===== Available data =====
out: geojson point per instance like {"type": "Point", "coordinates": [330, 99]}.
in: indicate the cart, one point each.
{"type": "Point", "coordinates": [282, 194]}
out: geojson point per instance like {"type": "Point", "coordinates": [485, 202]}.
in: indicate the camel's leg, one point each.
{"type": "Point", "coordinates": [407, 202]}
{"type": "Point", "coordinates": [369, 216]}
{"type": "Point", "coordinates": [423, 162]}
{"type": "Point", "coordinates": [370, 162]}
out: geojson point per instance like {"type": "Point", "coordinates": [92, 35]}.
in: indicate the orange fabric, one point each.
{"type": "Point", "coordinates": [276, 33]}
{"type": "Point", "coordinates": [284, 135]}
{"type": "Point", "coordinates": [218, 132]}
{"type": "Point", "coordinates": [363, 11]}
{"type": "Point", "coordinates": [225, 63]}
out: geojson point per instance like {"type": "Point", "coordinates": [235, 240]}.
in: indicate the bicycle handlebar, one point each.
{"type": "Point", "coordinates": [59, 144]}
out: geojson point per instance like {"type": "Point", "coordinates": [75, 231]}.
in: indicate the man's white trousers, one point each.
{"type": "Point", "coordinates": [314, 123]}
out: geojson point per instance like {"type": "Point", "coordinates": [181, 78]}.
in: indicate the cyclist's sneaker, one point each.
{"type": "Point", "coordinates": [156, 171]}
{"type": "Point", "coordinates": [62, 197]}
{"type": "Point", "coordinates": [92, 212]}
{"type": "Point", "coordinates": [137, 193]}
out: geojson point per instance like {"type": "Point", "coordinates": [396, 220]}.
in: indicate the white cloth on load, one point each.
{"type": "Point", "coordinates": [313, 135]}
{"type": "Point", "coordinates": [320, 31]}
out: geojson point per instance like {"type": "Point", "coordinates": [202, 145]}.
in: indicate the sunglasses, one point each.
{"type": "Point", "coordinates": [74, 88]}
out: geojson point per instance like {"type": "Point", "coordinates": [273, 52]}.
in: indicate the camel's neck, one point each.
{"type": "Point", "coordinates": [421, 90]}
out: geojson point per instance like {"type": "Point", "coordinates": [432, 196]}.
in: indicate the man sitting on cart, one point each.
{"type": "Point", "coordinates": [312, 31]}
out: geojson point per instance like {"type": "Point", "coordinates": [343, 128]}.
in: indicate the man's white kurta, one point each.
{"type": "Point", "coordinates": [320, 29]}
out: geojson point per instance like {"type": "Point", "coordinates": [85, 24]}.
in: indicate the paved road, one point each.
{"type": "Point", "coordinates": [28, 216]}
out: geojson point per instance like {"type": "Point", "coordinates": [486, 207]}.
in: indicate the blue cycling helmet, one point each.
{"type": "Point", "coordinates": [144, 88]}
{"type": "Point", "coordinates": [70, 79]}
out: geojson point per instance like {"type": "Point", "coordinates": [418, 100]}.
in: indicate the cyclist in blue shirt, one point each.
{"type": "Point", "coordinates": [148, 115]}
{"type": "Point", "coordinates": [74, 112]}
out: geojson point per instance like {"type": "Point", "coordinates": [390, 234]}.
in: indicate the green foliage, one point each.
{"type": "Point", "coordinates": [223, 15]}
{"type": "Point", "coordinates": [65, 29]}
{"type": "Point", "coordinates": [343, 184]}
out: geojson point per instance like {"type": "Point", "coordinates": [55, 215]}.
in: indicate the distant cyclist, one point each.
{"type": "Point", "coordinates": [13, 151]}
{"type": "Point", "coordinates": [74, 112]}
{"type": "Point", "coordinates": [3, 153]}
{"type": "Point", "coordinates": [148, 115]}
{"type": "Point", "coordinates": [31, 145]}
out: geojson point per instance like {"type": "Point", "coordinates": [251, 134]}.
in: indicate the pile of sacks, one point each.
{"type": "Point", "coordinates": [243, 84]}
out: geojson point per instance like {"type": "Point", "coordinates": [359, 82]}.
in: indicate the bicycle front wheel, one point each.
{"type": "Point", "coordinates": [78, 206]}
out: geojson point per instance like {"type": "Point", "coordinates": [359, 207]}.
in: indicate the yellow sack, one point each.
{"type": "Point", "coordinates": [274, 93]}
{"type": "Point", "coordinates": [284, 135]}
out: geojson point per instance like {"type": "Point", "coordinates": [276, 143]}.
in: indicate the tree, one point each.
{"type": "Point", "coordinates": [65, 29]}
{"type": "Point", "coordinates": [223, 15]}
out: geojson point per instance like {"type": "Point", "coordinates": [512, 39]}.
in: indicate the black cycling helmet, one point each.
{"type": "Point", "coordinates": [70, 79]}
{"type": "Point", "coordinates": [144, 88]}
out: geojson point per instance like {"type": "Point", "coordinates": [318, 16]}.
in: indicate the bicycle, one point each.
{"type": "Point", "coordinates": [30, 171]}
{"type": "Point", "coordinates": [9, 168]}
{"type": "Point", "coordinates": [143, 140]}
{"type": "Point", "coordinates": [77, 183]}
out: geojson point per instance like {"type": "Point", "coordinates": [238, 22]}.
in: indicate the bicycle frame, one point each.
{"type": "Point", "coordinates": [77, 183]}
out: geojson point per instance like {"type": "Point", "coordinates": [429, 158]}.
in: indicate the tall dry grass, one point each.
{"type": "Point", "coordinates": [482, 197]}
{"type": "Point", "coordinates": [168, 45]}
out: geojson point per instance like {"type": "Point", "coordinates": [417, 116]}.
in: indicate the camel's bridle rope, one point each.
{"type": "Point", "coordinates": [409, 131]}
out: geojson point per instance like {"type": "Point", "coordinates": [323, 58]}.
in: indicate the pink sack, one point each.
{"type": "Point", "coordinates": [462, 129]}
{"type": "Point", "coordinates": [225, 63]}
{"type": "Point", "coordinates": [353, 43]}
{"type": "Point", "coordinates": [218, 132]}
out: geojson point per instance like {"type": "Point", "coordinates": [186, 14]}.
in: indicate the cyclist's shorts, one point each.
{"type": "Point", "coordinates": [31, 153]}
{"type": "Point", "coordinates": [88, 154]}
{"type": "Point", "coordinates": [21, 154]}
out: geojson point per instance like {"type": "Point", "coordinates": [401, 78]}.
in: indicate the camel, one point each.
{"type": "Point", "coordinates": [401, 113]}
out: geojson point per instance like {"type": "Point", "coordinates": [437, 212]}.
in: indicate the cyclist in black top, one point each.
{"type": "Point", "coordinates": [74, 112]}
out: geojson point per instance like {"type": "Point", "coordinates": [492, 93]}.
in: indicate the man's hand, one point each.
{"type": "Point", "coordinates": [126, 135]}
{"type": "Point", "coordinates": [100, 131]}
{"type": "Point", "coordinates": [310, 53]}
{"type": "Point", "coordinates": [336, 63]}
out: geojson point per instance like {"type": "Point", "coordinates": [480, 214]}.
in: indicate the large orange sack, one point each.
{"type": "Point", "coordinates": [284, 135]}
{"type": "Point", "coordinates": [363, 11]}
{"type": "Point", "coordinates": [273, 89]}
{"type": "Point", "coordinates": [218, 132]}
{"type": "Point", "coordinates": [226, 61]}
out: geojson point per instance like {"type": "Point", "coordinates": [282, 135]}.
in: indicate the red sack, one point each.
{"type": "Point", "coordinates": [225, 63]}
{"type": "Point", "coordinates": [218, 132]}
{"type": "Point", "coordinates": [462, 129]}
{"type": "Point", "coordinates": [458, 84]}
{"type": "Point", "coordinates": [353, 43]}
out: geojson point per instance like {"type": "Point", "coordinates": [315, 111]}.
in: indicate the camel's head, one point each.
=====
**What is expected**
Nothing but the complete listing, repeated exactly, belongs in the answer.

**Task solution**
out: geojson point per instance like {"type": "Point", "coordinates": [330, 99]}.
in: indicate the cart, one point each.
{"type": "Point", "coordinates": [282, 194]}
out: geojson point per instance like {"type": "Point", "coordinates": [485, 202]}.
in: indicate the camel's leg, one point each.
{"type": "Point", "coordinates": [407, 202]}
{"type": "Point", "coordinates": [369, 216]}
{"type": "Point", "coordinates": [423, 162]}
{"type": "Point", "coordinates": [370, 162]}
out: geojson point per instance like {"type": "Point", "coordinates": [92, 35]}.
in: indicate the orange fabric, one point each.
{"type": "Point", "coordinates": [276, 33]}
{"type": "Point", "coordinates": [284, 135]}
{"type": "Point", "coordinates": [218, 132]}
{"type": "Point", "coordinates": [363, 11]}
{"type": "Point", "coordinates": [225, 63]}
out: geojson point per instance like {"type": "Point", "coordinates": [235, 240]}.
in: indicate the bicycle handlebar, one point each.
{"type": "Point", "coordinates": [59, 144]}
out: geojson point per instance like {"type": "Point", "coordinates": [75, 231]}.
in: indicate the man's white trousers, one point each.
{"type": "Point", "coordinates": [314, 123]}
out: geojson point per instance like {"type": "Point", "coordinates": [181, 78]}.
in: indicate the cyclist's sneaker, one point each.
{"type": "Point", "coordinates": [156, 171]}
{"type": "Point", "coordinates": [62, 197]}
{"type": "Point", "coordinates": [92, 212]}
{"type": "Point", "coordinates": [137, 193]}
out: geojson point per instance like {"type": "Point", "coordinates": [396, 220]}.
in: indicate the white cloth on load, one point each.
{"type": "Point", "coordinates": [313, 135]}
{"type": "Point", "coordinates": [320, 31]}
out: geojson point per instance like {"type": "Point", "coordinates": [202, 145]}.
in: indicate the sunglasses, one point each.
{"type": "Point", "coordinates": [74, 88]}
out: geojson point per instance like {"type": "Point", "coordinates": [273, 52]}.
in: indicate the camel's neck, one point each.
{"type": "Point", "coordinates": [421, 90]}
out: geojson point per instance like {"type": "Point", "coordinates": [432, 196]}.
in: indicate the man sitting on cart, one point each.
{"type": "Point", "coordinates": [312, 31]}
out: geojson point per instance like {"type": "Point", "coordinates": [343, 128]}.
in: indicate the man's white kurta, one point each.
{"type": "Point", "coordinates": [320, 29]}
out: geojson point per instance like {"type": "Point", "coordinates": [85, 24]}.
in: indicate the paved road, one point each.
{"type": "Point", "coordinates": [28, 216]}
out: geojson point per instance like {"type": "Point", "coordinates": [486, 207]}.
in: indicate the blue cycling helmet, one point each.
{"type": "Point", "coordinates": [144, 88]}
{"type": "Point", "coordinates": [70, 79]}
out: geojson point per instance like {"type": "Point", "coordinates": [418, 100]}.
in: indicate the cyclist in blue shirt, one point each.
{"type": "Point", "coordinates": [148, 115]}
{"type": "Point", "coordinates": [74, 112]}
out: geojson point per instance like {"type": "Point", "coordinates": [390, 234]}.
in: indicate the green foliage, one point each.
{"type": "Point", "coordinates": [223, 15]}
{"type": "Point", "coordinates": [65, 29]}
{"type": "Point", "coordinates": [343, 184]}
out: geojson point per instance like {"type": "Point", "coordinates": [55, 215]}.
in: indicate the distant cyclist, one point each.
{"type": "Point", "coordinates": [13, 151]}
{"type": "Point", "coordinates": [74, 112]}
{"type": "Point", "coordinates": [3, 153]}
{"type": "Point", "coordinates": [148, 115]}
{"type": "Point", "coordinates": [31, 145]}
out: geojson point per instance like {"type": "Point", "coordinates": [251, 134]}.
in: indicate the pile of sacks, one point each.
{"type": "Point", "coordinates": [243, 84]}
out: geojson point per instance like {"type": "Point", "coordinates": [359, 82]}.
in: indicate the bicycle front wheel, one point each.
{"type": "Point", "coordinates": [78, 206]}
out: geojson point per instance like {"type": "Point", "coordinates": [359, 207]}.
in: indicate the yellow sack, one point each.
{"type": "Point", "coordinates": [274, 93]}
{"type": "Point", "coordinates": [284, 135]}
out: geojson point per instance like {"type": "Point", "coordinates": [276, 143]}.
in: indicate the tree, one point each.
{"type": "Point", "coordinates": [65, 29]}
{"type": "Point", "coordinates": [223, 15]}
out: geojson point per instance like {"type": "Point", "coordinates": [512, 39]}.
in: indicate the black cycling helmet, one point each.
{"type": "Point", "coordinates": [70, 79]}
{"type": "Point", "coordinates": [144, 88]}
out: geojson point per instance like {"type": "Point", "coordinates": [318, 16]}.
in: indicate the bicycle, one point each.
{"type": "Point", "coordinates": [30, 171]}
{"type": "Point", "coordinates": [9, 168]}
{"type": "Point", "coordinates": [143, 140]}
{"type": "Point", "coordinates": [77, 183]}
out: geojson point per instance like {"type": "Point", "coordinates": [238, 22]}.
in: indicate the bicycle frame, one point each.
{"type": "Point", "coordinates": [77, 183]}
out: geojson point per instance like {"type": "Point", "coordinates": [429, 158]}.
in: indicate the tall dry grass, one point each.
{"type": "Point", "coordinates": [482, 197]}
{"type": "Point", "coordinates": [168, 45]}
out: geojson point per instance like {"type": "Point", "coordinates": [417, 116]}.
in: indicate the camel's bridle rope, one point each.
{"type": "Point", "coordinates": [409, 131]}
out: geojson point per instance like {"type": "Point", "coordinates": [323, 58]}.
in: indicate the pink sack, one point each.
{"type": "Point", "coordinates": [462, 129]}
{"type": "Point", "coordinates": [225, 63]}
{"type": "Point", "coordinates": [353, 43]}
{"type": "Point", "coordinates": [218, 132]}
out: geojson point per instance like {"type": "Point", "coordinates": [186, 14]}.
in: indicate the cyclist's shorts, one point each.
{"type": "Point", "coordinates": [31, 153]}
{"type": "Point", "coordinates": [88, 154]}
{"type": "Point", "coordinates": [21, 154]}
out: geojson point per instance like {"type": "Point", "coordinates": [401, 78]}.
in: indicate the camel, one point each.
{"type": "Point", "coordinates": [401, 113]}
out: geojson point per instance like {"type": "Point", "coordinates": [437, 212]}.
in: indicate the cyclist in black top, one point each.
{"type": "Point", "coordinates": [74, 112]}
out: geojson point per instance like {"type": "Point", "coordinates": [492, 93]}.
in: indicate the man's hand, one point each.
{"type": "Point", "coordinates": [126, 135]}
{"type": "Point", "coordinates": [100, 131]}
{"type": "Point", "coordinates": [310, 53]}
{"type": "Point", "coordinates": [336, 63]}
out: geojson point per instance like {"type": "Point", "coordinates": [480, 214]}.
in: indicate the large orange sack, one point each.
{"type": "Point", "coordinates": [284, 135]}
{"type": "Point", "coordinates": [363, 11]}
{"type": "Point", "coordinates": [273, 89]}
{"type": "Point", "coordinates": [218, 132]}
{"type": "Point", "coordinates": [226, 61]}
out: geojson point per instance like {"type": "Point", "coordinates": [282, 135]}.
in: indicate the red sack, one point each.
{"type": "Point", "coordinates": [225, 63]}
{"type": "Point", "coordinates": [218, 132]}
{"type": "Point", "coordinates": [462, 129]}
{"type": "Point", "coordinates": [458, 84]}
{"type": "Point", "coordinates": [353, 43]}
out: geojson point per instance like {"type": "Point", "coordinates": [315, 111]}.
in: indicate the camel's head, one point each.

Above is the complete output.